◆ **Dataset records**:
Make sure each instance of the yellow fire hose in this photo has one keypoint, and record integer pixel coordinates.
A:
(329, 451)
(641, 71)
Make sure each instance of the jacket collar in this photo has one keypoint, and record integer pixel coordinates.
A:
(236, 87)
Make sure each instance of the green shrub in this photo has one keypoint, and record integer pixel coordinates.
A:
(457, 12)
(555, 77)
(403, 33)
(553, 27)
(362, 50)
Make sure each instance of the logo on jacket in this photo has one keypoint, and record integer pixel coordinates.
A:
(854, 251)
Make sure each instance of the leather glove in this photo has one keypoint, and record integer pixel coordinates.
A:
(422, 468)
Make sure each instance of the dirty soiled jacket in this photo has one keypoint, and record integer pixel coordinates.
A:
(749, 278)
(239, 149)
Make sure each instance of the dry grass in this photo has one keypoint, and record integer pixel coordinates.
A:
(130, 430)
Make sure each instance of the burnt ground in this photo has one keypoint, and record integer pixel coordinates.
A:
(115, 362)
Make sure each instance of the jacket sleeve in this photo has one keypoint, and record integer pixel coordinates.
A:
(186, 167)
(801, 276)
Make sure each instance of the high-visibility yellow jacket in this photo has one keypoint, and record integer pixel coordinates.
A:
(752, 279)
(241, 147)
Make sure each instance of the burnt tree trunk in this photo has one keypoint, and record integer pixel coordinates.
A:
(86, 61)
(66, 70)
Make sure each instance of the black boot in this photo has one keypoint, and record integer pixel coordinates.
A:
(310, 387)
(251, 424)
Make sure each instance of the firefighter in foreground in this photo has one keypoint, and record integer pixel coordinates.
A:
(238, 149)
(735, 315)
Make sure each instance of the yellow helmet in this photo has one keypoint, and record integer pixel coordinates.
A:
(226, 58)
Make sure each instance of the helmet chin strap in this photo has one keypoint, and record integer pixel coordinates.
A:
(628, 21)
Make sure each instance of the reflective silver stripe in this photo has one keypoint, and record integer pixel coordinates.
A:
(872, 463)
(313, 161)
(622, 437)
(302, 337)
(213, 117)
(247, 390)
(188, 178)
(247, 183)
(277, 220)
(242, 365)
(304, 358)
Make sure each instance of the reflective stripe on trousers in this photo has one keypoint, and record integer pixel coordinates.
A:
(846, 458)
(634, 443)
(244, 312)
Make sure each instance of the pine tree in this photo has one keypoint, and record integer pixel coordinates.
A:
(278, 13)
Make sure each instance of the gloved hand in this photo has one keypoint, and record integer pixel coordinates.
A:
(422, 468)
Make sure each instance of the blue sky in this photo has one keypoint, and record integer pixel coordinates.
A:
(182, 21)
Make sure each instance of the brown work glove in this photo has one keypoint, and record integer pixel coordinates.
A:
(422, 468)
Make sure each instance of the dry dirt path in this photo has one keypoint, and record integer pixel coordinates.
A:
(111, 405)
==
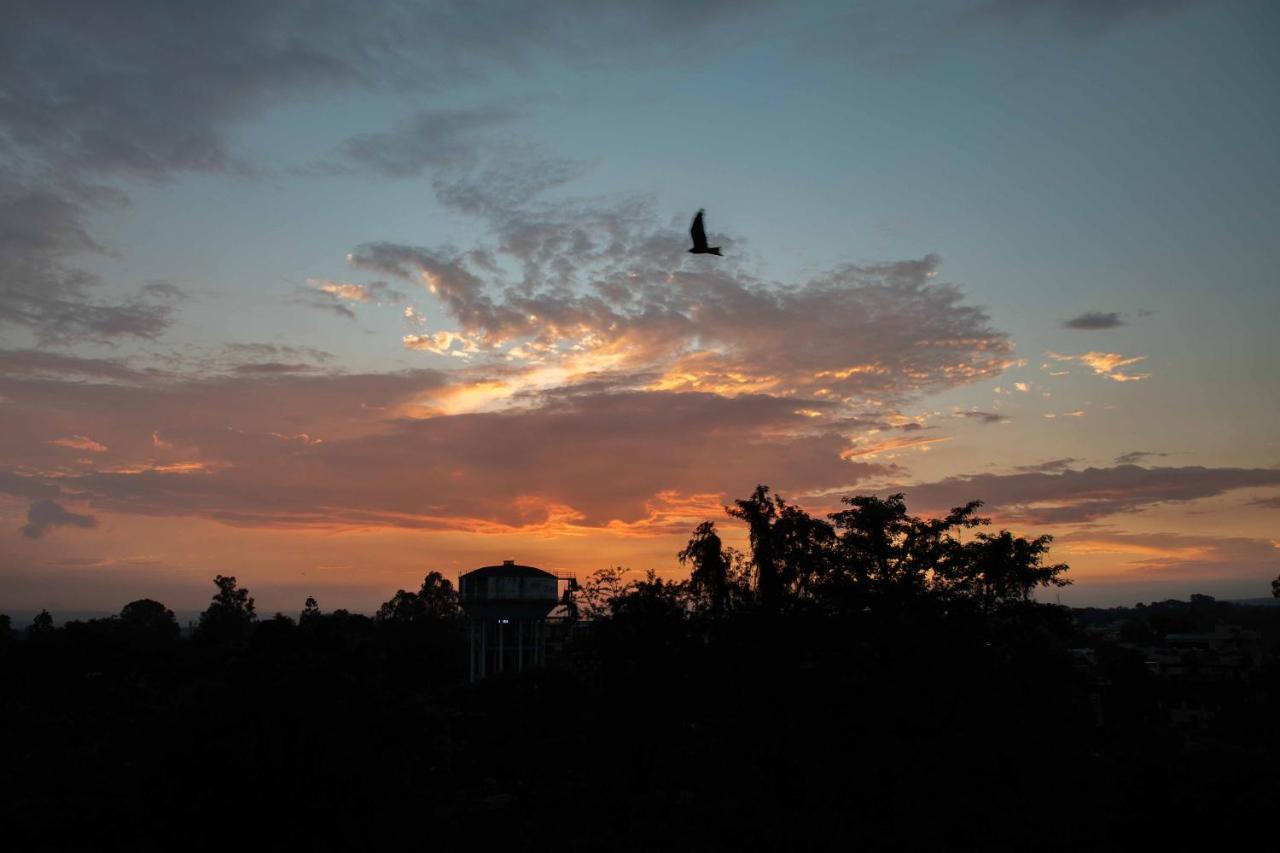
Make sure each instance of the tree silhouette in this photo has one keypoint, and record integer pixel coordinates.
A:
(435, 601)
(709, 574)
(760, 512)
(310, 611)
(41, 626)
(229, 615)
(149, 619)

◆ **Work to complete**: Gather each line of the records that contains the word "burnt", and copy those lines in full.

◆ **Written solution**:
Make sure each instance of the burnt ground in this photo has one keypoint, and record integer pixel coordinates.
Make sure each instance of the burnt tree trunk in this photo has one keypoint, and record integer pixel coordinates.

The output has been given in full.